Document passage:
— BEGIN —
# Do high-end RCA connectors make a difference?



## Icenine2

Do any of these high-end(EXPENSIVE) RCA connectors make a difference in SQ?  I have humble Cardas on my IC's.  I am extremely skeptical here which is the reason I didn't get the more expensive offerings on my Moon IC's.  I will fully admit they look much cooler.


----------



## NA Blur

There are two things to note about cables:
   
  1.)  They are the one item that have the highest markup value in retail so they are often sold with little knowledge about whether the cable actually measures to be any better than another cable.  I hear people trying to up sale cables all of the time without giving proof of why the more expensive cable will be better for the user.
   
  2.)  Cable quality including sound quality does matter and vary from cable to cable.  There are people like Tyll Hertens that hear slight differences between various cables.  I have not done the testing myself, but I do not know that I would rather error on the side of quality when it comes to any piece of audio equipment.  Note how I did not say cost, but quality.
— END —
Listed records:
— BEGIN —
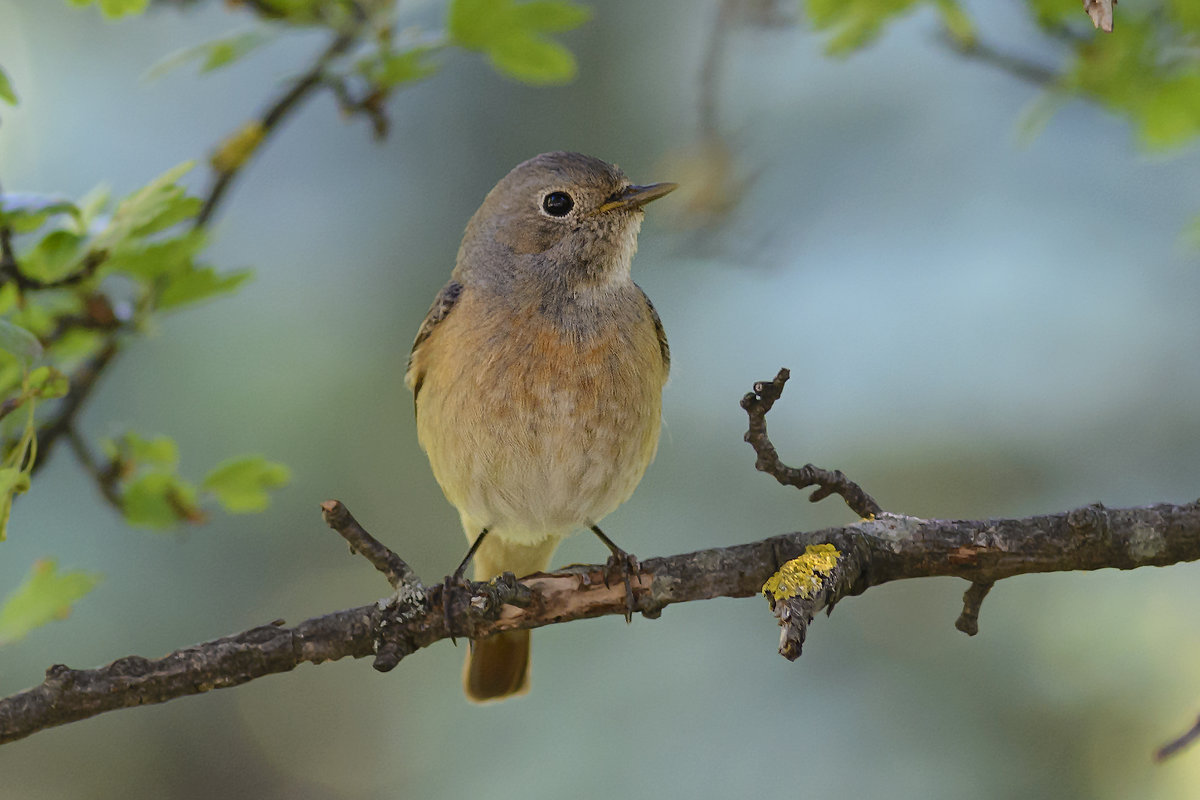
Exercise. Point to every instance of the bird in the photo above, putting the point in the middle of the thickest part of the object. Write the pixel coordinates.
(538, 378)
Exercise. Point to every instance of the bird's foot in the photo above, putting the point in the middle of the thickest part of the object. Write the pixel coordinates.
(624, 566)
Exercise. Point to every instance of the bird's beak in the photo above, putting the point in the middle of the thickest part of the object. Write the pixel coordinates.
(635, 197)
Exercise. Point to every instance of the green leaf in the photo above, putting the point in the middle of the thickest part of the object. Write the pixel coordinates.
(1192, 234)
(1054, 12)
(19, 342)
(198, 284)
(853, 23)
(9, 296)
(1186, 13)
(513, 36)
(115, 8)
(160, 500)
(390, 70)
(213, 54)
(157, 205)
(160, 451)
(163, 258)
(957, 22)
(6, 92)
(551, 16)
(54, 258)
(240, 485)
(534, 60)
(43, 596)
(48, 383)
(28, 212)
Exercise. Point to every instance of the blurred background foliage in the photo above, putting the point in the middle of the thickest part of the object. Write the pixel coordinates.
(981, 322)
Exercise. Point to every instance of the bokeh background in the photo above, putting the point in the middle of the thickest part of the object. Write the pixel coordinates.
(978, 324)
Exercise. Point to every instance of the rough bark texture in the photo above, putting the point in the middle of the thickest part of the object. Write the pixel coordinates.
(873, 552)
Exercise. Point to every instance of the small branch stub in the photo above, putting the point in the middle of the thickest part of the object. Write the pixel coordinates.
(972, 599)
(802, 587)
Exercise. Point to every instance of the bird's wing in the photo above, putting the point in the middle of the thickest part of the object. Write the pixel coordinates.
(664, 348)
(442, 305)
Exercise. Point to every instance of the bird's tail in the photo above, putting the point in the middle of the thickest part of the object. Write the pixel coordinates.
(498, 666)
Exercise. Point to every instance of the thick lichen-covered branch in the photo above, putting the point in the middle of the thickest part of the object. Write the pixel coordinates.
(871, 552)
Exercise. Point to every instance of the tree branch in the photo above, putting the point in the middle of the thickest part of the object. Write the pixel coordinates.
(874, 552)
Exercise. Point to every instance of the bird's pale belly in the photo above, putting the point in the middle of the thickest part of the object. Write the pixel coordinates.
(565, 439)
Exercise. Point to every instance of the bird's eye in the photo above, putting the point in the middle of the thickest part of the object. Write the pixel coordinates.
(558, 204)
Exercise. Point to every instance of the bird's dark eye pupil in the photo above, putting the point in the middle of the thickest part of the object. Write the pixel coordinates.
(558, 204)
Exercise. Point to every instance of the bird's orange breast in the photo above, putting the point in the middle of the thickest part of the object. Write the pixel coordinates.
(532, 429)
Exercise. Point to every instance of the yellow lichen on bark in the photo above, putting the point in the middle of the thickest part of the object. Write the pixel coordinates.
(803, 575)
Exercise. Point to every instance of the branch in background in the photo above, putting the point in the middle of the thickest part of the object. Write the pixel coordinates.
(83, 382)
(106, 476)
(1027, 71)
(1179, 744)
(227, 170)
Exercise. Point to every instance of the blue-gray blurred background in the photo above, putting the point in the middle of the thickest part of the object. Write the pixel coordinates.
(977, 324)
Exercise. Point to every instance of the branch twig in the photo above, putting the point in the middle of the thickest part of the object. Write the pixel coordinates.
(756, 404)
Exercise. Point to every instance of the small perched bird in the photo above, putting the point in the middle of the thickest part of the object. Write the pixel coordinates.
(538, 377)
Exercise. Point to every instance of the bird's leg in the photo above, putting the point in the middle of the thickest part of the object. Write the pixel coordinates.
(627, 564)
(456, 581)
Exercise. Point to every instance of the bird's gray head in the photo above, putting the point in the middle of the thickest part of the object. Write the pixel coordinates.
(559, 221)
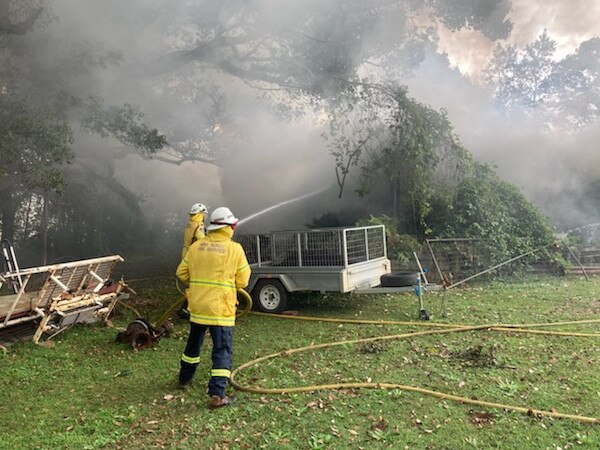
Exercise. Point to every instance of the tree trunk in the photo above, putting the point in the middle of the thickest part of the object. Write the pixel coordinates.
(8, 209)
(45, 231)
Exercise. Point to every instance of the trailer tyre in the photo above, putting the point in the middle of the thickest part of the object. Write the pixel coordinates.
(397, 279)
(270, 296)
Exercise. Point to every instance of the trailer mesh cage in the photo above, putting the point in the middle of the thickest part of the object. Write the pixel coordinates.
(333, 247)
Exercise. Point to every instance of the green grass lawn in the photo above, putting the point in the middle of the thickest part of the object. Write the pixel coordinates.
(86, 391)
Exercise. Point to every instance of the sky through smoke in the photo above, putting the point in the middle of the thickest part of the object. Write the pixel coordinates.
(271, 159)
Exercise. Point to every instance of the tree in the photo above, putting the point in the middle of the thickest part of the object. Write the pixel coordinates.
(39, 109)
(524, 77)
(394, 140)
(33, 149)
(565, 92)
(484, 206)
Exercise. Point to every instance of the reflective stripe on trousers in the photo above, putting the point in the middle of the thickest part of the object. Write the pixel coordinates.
— END —
Exercise task 1:
In the forum thread on high-end RCA connectors, which item does NA Blur say has the highest markup in retail?
Exercise task 2:
Write the next part of the forum thread on high-end RCA connectors, starting after its final sentence.

Written response 1:
Cables.

Written response 2:
  A cheap cable may be wired wrong, wrought with grounding issues, and may flat out be faulty.  A good cable company will test their cables for a number of things like pin-outs, cross talk, noise, and voltage drop per unit length.
   
  Be warned that this topic is very controversial, but as a physicist I can see how quality and especially impedance in a cable could affect the sound quality of a system.


----------



## Icenine2

Thanks.  I get the whole cable debate.  This is about RCA connectors.
   
  Cardas $11

   
  WBT copper $70/pair

   
  WBT Silver $170/pair

   
   
  Eichmann Silver Bullet $140/set of 4


----------



## goodvibes

Hard to know by looking at them but at least the eichmann and WBT have good reason for their design. Single ground path and lower impedance than other RCA and there's a lower price Eichman as well. No, I don't use them as I tend to use din and XLR but I'd look at those if I needed them.


----------



## Satir

n/a


----------



## yage

Quote: 





icenine2 said:


> Do any of these high-end(EXPENSIVE) RCA connectors make a difference in SQ?  I have humble Cardas on my IC's.


 
   
  Most likely no. Except those WBT Silver plugs. The tarnish might eventually result in a faulty electrical connection. That will definitely affect sound quality.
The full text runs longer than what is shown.